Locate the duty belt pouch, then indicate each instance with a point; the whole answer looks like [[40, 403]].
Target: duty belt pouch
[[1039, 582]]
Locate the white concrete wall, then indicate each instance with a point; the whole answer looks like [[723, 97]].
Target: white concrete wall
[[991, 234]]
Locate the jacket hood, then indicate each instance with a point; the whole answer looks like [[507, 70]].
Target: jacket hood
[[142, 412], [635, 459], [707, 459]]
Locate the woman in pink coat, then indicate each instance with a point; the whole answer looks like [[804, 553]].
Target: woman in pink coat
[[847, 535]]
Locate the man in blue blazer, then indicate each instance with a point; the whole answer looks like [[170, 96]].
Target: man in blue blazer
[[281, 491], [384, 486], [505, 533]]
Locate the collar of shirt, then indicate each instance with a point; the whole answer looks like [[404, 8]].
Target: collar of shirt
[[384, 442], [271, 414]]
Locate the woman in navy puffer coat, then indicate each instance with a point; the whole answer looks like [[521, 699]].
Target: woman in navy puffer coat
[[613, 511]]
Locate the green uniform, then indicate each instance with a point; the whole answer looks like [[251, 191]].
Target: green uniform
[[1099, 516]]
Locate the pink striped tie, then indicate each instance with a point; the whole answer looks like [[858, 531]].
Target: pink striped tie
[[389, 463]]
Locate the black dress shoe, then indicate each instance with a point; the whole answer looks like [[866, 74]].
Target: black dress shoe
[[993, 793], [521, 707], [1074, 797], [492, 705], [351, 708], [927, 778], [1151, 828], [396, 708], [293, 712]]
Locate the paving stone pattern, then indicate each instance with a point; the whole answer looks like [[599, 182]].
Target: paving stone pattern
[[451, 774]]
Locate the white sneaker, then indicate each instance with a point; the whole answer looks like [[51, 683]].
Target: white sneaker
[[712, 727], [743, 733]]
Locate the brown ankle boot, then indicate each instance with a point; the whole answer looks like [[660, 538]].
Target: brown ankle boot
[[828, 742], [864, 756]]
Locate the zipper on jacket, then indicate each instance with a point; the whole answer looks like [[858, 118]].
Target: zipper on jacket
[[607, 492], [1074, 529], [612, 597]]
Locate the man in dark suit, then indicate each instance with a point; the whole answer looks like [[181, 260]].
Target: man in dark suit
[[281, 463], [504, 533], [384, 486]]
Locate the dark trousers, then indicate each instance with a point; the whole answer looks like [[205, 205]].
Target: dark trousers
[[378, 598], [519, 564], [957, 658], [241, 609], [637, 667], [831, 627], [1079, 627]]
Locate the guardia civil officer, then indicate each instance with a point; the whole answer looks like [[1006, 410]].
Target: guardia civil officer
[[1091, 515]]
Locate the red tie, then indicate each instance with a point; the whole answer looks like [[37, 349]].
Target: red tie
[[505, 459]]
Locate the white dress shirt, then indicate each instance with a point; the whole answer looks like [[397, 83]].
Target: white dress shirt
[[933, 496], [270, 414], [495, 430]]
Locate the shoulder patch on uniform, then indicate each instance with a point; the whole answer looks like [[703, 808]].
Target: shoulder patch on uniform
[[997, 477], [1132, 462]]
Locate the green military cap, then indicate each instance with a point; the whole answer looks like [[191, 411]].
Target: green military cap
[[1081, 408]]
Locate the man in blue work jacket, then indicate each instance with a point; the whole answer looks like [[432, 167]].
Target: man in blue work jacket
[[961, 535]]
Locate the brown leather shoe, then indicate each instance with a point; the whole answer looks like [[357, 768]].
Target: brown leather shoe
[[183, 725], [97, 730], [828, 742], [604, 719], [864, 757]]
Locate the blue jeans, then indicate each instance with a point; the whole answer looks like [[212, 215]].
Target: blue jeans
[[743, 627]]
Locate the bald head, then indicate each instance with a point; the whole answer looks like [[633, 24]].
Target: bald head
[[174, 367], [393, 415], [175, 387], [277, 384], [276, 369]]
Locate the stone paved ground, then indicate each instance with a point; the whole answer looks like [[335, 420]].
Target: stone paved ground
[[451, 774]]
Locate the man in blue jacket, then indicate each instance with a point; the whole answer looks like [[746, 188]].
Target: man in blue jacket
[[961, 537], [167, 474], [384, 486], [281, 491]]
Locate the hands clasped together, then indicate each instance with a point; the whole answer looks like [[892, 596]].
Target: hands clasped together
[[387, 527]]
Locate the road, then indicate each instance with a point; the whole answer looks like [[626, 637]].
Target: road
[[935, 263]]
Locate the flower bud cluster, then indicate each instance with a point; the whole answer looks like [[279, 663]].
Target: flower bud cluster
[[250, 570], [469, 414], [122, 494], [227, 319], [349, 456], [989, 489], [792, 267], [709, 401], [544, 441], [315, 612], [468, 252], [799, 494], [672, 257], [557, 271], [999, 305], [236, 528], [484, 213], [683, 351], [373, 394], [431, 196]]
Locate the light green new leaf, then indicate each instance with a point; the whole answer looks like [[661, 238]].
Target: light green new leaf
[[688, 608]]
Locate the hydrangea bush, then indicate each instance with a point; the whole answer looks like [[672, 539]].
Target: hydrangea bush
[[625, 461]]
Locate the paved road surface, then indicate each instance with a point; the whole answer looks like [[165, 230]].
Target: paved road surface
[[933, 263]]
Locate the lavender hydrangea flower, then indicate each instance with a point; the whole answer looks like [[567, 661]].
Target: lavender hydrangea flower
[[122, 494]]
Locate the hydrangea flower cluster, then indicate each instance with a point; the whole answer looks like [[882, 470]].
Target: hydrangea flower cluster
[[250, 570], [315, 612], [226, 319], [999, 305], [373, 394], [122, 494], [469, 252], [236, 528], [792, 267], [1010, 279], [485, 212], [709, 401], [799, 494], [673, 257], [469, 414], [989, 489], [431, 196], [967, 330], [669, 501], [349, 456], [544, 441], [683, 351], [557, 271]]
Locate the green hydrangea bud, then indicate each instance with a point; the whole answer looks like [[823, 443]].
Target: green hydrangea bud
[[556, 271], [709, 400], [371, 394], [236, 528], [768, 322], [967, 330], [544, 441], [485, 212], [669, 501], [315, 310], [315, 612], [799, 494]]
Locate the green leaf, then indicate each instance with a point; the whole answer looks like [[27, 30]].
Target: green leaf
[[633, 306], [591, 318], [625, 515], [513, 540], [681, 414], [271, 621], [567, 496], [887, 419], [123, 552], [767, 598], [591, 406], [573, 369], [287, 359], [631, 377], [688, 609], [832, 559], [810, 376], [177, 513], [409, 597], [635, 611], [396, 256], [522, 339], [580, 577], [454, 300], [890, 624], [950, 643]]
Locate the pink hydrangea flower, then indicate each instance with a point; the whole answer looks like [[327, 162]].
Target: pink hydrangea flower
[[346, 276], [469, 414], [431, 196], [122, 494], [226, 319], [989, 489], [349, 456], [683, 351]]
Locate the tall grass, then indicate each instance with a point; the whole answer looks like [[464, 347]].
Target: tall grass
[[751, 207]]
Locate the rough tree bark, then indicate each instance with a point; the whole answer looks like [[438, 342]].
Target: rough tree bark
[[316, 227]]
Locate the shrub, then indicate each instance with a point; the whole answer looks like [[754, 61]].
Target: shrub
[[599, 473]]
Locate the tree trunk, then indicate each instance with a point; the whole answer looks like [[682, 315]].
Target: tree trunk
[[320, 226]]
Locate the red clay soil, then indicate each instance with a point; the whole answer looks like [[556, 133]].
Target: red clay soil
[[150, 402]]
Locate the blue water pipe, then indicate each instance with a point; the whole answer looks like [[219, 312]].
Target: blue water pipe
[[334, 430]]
——————
■ **PROBLEM TO WORK ON**: Return only the lines running from the line with "Locate the tree" to the last line of the records, both included, exactly as written.

■ **TASK RESPONSE**:
Locate the tree trunk, then indicate each instance with a point; the whole answer looks like [[682, 315]].
Target: tree trunk
[[320, 226]]
Locate the red clay soil, then indicate each instance with a point; the whole answer looks like [[556, 133]].
Target: red clay soil
[[150, 402]]
Locate the blue water pipe, then indicate each instance with a point; the whole answer looks like [[219, 312]].
Target: blue water pipe
[[334, 430]]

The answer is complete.